## Required task
Copy out the rows below word for word, beginning with the first line and continuing through the line that contains "pixel 429 189", both included. Stop there.
--- start of Recorded data ---
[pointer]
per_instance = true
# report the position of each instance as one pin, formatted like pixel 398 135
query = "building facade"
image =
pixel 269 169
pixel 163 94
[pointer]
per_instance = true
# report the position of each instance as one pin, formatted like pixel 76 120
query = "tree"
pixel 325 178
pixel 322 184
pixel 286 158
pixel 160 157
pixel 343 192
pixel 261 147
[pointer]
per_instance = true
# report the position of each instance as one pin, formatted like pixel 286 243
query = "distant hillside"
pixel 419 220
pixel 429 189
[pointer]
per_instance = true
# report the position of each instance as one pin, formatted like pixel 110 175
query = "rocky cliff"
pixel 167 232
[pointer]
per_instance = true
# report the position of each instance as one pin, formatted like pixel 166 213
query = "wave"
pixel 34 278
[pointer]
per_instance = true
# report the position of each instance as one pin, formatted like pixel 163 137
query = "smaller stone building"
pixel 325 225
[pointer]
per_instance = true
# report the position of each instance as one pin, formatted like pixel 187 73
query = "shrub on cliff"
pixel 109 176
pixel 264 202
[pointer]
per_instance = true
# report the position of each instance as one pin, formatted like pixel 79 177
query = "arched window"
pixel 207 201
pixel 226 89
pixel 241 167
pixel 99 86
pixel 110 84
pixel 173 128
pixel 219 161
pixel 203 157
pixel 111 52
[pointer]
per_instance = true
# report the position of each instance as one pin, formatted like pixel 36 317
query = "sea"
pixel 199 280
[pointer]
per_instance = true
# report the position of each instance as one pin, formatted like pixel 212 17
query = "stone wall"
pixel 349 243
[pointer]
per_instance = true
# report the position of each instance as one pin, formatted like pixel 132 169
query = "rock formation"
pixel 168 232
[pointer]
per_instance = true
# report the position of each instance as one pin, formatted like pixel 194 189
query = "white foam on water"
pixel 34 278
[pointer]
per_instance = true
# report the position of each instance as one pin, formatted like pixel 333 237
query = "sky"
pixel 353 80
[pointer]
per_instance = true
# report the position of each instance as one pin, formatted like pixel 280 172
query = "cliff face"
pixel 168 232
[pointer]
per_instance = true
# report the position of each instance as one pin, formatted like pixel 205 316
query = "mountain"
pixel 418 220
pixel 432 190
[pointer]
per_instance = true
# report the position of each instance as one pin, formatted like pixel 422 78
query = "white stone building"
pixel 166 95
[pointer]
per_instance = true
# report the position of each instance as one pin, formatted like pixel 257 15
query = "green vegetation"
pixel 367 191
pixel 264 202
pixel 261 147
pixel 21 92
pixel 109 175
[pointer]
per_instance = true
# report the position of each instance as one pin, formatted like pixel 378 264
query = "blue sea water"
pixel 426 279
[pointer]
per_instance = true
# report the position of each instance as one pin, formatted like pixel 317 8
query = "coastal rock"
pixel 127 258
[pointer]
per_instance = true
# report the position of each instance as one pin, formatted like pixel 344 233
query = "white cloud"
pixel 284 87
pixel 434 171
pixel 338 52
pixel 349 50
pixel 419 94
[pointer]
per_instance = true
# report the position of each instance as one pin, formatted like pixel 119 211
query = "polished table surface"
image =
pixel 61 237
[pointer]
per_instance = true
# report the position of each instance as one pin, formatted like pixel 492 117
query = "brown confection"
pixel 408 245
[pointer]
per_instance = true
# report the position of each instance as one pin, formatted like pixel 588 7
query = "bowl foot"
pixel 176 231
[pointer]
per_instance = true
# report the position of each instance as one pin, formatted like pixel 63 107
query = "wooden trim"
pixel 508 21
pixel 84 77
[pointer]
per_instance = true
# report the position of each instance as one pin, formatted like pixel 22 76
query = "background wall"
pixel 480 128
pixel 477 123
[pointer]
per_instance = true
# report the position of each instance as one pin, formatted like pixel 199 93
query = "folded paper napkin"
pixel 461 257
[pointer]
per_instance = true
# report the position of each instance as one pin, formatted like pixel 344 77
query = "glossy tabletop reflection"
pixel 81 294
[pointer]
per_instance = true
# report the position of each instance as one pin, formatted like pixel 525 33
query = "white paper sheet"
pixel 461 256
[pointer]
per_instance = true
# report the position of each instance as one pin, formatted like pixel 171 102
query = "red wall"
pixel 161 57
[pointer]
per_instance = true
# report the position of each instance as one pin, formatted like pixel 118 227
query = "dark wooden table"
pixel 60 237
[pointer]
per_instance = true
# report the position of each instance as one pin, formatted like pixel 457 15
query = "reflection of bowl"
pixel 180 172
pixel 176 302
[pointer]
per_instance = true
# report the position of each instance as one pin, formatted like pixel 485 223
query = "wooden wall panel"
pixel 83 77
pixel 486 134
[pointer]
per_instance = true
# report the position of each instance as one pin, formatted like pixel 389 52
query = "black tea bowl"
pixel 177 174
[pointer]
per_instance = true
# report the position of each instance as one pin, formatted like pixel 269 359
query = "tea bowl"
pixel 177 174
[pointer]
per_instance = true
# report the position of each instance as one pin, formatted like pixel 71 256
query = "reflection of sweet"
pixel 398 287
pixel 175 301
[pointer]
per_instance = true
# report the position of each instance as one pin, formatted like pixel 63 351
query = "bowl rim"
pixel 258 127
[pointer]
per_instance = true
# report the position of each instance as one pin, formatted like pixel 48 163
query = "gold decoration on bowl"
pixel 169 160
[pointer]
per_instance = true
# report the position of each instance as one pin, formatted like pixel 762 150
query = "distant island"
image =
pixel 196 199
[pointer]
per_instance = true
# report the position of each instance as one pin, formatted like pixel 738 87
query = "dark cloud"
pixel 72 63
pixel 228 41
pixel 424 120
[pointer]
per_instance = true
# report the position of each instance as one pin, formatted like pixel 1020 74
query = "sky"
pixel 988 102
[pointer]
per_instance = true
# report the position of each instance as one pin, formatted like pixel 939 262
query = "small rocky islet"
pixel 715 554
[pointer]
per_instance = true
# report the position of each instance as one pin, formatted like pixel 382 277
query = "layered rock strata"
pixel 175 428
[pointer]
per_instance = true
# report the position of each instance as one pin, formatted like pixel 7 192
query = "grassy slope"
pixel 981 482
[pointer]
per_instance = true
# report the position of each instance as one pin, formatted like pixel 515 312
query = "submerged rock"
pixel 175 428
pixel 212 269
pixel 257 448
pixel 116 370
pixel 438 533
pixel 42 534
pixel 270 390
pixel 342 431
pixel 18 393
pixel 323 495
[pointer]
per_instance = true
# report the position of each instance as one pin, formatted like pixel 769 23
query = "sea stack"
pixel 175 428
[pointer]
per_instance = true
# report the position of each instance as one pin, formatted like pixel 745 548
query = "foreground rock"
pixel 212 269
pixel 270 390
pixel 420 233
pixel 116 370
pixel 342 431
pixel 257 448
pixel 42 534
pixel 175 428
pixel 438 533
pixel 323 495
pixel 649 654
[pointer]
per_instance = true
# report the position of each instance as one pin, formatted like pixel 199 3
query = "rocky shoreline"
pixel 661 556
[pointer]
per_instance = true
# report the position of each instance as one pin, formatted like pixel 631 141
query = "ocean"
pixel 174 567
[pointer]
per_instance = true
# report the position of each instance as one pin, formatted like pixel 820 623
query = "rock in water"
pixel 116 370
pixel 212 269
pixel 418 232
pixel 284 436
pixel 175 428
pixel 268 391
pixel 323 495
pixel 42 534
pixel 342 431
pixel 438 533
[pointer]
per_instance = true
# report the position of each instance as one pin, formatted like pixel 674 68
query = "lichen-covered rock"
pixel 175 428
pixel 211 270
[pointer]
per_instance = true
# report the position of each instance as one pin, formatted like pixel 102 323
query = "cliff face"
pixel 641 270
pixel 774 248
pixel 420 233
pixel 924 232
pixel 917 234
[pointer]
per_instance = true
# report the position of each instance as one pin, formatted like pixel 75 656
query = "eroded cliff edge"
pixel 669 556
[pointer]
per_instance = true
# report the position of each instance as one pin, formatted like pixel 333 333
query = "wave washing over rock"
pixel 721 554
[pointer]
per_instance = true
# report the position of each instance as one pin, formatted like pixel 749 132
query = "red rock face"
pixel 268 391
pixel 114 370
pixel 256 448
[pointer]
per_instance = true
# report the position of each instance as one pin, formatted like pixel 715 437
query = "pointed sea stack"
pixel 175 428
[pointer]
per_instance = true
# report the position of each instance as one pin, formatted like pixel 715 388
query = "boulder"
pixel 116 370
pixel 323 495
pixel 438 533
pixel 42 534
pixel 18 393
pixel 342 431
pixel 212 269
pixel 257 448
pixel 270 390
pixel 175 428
--- end of Recorded data ---
## Written answer
[pointer]
per_instance = true
# report the position of each instance as one pin, formatted like pixel 398 135
query = "building facade"
image =
pixel 269 169
pixel 163 94
[pointer]
per_instance = true
# report the position of each instance as one pin, formatted like pixel 76 120
query = "tree"
pixel 325 178
pixel 322 184
pixel 286 158
pixel 160 157
pixel 343 192
pixel 261 147
[pointer]
per_instance = true
# report the position of each instance as one pin, formatted like pixel 286 243
query = "distant hillside"
pixel 419 220
pixel 429 189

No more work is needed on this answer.